* YOUR OBJECTIVE: Skip every picture while you write out the records below, from the first line through the one that contains "Provide the mask of every instance of the forested", both ends kept.

─── STUDY MATERIAL ───

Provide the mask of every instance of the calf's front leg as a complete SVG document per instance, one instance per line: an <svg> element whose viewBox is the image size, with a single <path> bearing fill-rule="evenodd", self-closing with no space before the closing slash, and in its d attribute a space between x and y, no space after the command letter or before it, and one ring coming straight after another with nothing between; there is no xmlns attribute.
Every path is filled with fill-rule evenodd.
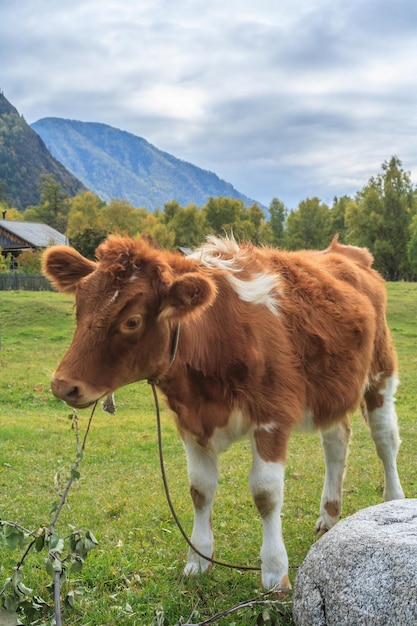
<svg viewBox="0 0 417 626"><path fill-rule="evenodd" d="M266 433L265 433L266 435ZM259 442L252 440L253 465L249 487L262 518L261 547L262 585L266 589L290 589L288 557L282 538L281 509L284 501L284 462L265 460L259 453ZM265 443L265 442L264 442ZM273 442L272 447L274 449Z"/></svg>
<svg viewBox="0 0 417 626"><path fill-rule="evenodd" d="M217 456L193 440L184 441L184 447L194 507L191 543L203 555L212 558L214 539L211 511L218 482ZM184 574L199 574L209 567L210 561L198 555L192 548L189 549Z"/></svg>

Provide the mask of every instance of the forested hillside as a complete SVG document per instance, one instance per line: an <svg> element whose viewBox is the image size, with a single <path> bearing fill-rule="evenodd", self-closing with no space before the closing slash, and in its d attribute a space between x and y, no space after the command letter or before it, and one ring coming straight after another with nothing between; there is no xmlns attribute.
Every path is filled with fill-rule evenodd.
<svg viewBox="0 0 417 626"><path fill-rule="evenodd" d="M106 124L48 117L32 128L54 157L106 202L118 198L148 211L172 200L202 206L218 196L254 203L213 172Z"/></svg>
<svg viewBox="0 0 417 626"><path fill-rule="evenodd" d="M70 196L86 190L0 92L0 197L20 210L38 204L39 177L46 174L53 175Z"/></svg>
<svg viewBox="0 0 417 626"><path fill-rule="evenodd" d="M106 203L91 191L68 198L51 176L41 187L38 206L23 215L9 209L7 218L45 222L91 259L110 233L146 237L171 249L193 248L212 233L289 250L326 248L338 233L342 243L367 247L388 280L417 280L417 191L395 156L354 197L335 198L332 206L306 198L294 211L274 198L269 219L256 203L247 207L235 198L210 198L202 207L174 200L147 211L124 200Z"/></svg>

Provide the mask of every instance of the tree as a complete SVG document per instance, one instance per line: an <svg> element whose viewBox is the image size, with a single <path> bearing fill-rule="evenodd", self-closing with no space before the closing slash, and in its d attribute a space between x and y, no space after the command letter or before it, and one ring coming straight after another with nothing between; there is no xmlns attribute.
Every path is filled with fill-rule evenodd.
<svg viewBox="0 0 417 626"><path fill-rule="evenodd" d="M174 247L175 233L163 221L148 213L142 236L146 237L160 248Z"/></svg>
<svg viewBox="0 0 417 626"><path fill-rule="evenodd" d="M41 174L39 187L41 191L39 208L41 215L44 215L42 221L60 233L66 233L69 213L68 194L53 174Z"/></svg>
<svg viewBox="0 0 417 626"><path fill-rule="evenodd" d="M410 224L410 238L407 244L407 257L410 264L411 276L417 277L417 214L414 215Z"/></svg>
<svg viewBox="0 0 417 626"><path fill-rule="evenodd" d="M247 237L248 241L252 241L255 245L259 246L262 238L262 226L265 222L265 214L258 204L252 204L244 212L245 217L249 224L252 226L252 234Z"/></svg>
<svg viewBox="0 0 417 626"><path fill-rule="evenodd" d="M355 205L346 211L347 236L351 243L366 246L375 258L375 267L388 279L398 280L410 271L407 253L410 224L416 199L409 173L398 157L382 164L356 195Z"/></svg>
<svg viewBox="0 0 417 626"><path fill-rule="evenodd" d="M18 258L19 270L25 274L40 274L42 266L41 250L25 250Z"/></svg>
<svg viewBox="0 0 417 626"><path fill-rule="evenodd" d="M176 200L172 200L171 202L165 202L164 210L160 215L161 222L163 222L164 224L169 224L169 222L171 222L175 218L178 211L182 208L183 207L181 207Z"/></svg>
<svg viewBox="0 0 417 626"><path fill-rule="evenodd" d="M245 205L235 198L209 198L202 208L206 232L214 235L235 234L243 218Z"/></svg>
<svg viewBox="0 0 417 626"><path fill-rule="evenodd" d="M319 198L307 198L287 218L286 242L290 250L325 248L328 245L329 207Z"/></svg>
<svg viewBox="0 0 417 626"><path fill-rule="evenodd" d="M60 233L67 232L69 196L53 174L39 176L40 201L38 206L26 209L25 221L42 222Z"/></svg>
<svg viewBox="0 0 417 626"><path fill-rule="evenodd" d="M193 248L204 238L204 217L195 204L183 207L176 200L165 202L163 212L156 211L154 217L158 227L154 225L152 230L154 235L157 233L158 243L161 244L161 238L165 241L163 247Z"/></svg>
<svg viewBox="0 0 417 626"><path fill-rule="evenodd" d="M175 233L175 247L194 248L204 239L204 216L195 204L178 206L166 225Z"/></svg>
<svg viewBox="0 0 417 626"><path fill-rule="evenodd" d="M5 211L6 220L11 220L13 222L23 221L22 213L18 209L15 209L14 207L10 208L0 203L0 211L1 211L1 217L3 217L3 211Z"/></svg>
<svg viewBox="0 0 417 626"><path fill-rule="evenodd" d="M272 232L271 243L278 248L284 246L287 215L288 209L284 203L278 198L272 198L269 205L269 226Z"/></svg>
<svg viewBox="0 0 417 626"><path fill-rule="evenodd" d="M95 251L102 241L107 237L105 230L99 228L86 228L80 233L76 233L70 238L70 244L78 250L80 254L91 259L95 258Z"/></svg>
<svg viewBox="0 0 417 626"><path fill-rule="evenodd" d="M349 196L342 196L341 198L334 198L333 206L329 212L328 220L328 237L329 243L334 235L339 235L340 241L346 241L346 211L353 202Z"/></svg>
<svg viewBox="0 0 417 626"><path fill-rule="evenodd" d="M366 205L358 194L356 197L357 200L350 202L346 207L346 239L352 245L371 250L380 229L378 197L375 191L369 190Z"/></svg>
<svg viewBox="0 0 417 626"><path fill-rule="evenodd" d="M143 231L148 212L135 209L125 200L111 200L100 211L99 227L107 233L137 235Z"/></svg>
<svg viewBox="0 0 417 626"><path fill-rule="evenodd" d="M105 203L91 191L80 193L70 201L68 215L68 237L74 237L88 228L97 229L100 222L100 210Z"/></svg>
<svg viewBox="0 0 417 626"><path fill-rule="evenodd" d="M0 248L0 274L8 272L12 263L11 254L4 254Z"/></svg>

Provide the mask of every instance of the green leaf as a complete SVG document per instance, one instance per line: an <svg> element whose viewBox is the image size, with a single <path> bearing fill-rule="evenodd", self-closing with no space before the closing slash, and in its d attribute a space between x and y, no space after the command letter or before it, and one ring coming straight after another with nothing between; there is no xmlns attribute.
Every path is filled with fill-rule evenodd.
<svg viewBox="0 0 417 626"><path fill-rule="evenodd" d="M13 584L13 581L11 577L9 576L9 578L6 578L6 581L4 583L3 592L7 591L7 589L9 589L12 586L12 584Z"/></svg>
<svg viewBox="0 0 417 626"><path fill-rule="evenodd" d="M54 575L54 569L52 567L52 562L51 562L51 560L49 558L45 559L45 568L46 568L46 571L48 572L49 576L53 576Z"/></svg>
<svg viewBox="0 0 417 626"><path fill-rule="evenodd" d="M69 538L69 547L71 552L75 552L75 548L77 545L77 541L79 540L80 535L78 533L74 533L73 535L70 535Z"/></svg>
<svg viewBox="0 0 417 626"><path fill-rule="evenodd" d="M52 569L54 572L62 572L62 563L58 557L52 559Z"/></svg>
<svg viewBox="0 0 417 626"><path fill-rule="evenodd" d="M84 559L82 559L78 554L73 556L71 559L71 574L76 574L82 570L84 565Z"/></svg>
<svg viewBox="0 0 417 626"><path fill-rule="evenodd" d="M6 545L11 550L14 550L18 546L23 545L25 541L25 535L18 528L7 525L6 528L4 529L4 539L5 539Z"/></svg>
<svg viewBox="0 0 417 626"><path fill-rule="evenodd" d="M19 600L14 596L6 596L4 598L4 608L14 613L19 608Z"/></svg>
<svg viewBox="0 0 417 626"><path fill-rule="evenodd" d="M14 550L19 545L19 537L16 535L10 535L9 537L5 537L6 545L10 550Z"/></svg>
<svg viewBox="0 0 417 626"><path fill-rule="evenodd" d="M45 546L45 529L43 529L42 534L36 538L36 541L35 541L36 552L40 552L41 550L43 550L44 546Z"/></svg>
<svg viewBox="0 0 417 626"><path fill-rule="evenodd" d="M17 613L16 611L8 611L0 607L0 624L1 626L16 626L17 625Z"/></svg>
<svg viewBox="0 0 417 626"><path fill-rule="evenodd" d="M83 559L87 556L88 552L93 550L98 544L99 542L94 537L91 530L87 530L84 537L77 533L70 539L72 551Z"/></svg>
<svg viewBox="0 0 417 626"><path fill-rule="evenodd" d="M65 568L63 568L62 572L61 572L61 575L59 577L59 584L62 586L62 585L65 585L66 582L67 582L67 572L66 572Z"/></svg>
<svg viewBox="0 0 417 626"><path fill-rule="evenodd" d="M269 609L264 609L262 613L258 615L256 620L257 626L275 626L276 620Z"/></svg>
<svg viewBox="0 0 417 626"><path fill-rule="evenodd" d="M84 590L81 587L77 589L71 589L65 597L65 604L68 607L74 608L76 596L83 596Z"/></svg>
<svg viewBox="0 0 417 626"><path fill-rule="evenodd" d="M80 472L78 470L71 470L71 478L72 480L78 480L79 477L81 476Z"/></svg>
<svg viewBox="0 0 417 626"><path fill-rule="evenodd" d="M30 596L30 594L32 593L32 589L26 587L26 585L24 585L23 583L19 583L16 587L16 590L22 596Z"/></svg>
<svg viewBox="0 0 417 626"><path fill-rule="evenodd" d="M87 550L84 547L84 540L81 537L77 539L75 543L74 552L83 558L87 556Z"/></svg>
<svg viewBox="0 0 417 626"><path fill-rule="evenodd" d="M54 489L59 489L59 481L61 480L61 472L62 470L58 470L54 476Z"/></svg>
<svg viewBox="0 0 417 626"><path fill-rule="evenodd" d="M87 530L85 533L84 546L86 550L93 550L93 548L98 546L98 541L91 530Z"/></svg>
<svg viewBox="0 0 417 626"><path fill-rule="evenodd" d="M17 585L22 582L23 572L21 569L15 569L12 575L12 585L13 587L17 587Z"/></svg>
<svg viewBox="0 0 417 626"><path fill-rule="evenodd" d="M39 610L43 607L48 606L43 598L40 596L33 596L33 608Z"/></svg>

───

* ANSWER TO THE PROBLEM:
Provide the mask of every instance of the calf's front leg as a complete SVG document per instance, one instance per line: an <svg> element whose viewBox is the image size, with a single <path> bearing fill-rule="evenodd", self-closing with no space before the closing slash, and in its d attribute a space between x and y, no space after the command letter or before it, and one ring coming straight after another with nothing between; there is no xmlns attribute.
Every path is filled with fill-rule evenodd.
<svg viewBox="0 0 417 626"><path fill-rule="evenodd" d="M266 433L265 433L266 435ZM259 442L252 440L253 465L249 487L262 518L261 547L262 585L266 589L290 589L288 557L282 538L281 509L284 501L284 462L265 460L259 453ZM265 443L265 442L264 442ZM273 442L272 447L274 449Z"/></svg>
<svg viewBox="0 0 417 626"><path fill-rule="evenodd" d="M217 456L193 440L184 441L184 447L194 507L191 543L203 555L212 558L214 539L211 511L218 482ZM184 574L199 574L209 567L210 561L198 555L192 548L189 549Z"/></svg>

Provide the mask of every instance of the forested hillside as a complete SVG document per instance, one instance per line: an <svg> element whose viewBox is the image size, with a single <path> bearing fill-rule="evenodd", self-closing with no space before the closing slash, and in its d attribute a space between x and y, no space after the command letter or before it, and one ring coming straight after another with nothing between; there is no xmlns attribute.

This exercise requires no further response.